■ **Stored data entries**
# # # # #

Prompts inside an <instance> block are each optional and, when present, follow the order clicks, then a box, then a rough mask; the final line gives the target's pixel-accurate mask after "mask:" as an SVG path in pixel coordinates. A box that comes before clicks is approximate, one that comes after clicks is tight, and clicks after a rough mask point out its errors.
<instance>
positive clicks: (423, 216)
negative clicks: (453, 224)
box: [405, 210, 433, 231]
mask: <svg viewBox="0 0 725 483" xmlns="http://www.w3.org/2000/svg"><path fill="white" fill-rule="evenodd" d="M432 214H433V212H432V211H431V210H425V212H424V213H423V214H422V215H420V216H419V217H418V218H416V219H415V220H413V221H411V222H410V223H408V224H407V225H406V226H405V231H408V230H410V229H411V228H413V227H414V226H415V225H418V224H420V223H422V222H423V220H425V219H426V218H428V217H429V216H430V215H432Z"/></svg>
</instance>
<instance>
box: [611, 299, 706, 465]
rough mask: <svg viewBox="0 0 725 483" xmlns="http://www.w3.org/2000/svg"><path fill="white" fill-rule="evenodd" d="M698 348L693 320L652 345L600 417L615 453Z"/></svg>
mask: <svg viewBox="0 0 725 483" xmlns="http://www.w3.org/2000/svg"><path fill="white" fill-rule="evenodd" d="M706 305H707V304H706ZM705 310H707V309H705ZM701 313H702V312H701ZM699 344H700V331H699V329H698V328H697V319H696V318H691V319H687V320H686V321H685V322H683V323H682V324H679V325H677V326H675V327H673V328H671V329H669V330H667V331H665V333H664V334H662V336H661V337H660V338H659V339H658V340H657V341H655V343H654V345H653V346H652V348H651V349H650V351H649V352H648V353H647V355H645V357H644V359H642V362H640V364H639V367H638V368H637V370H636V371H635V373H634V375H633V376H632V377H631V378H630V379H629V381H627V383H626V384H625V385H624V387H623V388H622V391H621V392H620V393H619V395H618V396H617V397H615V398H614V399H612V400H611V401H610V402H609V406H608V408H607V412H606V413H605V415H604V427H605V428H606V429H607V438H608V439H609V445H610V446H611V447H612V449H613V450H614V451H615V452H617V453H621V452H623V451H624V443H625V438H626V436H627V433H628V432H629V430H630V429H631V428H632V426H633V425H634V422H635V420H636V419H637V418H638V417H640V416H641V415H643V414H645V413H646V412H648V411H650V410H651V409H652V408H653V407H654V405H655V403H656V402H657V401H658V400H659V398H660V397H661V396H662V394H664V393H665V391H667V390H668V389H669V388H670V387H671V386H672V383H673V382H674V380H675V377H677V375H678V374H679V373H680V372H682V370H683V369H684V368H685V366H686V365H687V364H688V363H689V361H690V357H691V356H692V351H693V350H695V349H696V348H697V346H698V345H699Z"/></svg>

# # # # #

■ **ACTIVITY**
Convert every line of the records above into a JSON list of strings, with one string per line and no blank lines.

■ **SOLUTION BELOW**
[
  "Prompts inside an <instance> block are each optional and, when present, follow the order clicks, then a box, then a rough mask; the final line gives the target's pixel-accurate mask after \"mask:\" as an SVG path in pixel coordinates. A box that comes before clicks is approximate, one that comes after clicks is tight, and clicks after a rough mask point out its errors.",
  "<instance>",
  "positive clicks: (423, 216)",
  "negative clicks: (453, 224)",
  "box: [405, 210, 433, 231]",
  "mask: <svg viewBox=\"0 0 725 483\" xmlns=\"http://www.w3.org/2000/svg\"><path fill=\"white\" fill-rule=\"evenodd\" d=\"M432 214H433V212H432V211H431V210H425V212H424V213H423V214H422V215H420V216H419V217H418V218H416V219H415V220H413V221H411V222H410V223H408V224H407V225H406V226H405V231H408V230H410V229H411V228H413V227H414V226H415V225H418V224H420V223H422V222H423V220H425V219H426V218H428V217H429V216H430V215H432Z\"/></svg>",
  "</instance>",
  "<instance>",
  "box: [611, 299, 706, 465]",
  "rough mask: <svg viewBox=\"0 0 725 483\" xmlns=\"http://www.w3.org/2000/svg\"><path fill=\"white\" fill-rule=\"evenodd\" d=\"M698 348L693 320L652 345L600 417L615 453Z\"/></svg>",
  "mask: <svg viewBox=\"0 0 725 483\" xmlns=\"http://www.w3.org/2000/svg\"><path fill=\"white\" fill-rule=\"evenodd\" d=\"M706 305H707V304H706ZM705 310H707V309H705ZM701 313H702V312H701ZM699 344H700V331H699V329H698V328H697V319H696V318H691V319H687V320H686V321H685V322H683V323H682V324H679V325H677V326H675V327H673V328H671V329H669V330H667V331H665V333H664V334H662V336H661V337H660V338H659V339H658V340H657V341H655V343H654V345H653V346H652V348H651V349H650V351H649V352H648V353H647V355H645V357H644V359H642V362H640V364H639V367H638V368H637V370H636V371H635V373H634V375H633V376H632V377H631V378H630V379H629V381H627V383H626V384H625V385H624V387H623V388H622V391H621V392H620V393H619V395H618V396H617V397H615V398H614V399H612V400H611V401H610V402H609V406H608V408H607V412H606V413H605V415H604V427H605V428H606V429H607V438H608V439H609V445H610V446H611V447H612V449H613V450H614V451H615V452H617V453H621V452H623V451H624V443H625V438H626V436H627V433H628V432H629V430H630V429H631V428H632V426H633V425H634V422H635V420H636V419H637V418H638V417H640V416H641V415H643V414H645V413H646V412H648V411H650V410H651V409H652V408H653V407H654V405H655V403H656V402H657V401H658V400H659V398H660V397H661V396H662V394H664V393H665V391H667V390H668V389H669V388H670V387H671V386H672V383H673V382H674V380H675V377H677V375H678V374H679V373H680V372H682V370H683V369H684V368H685V366H686V365H687V364H688V363H689V361H690V357H691V356H692V351H693V350H695V349H696V348H697V346H698V345H699Z\"/></svg>"
]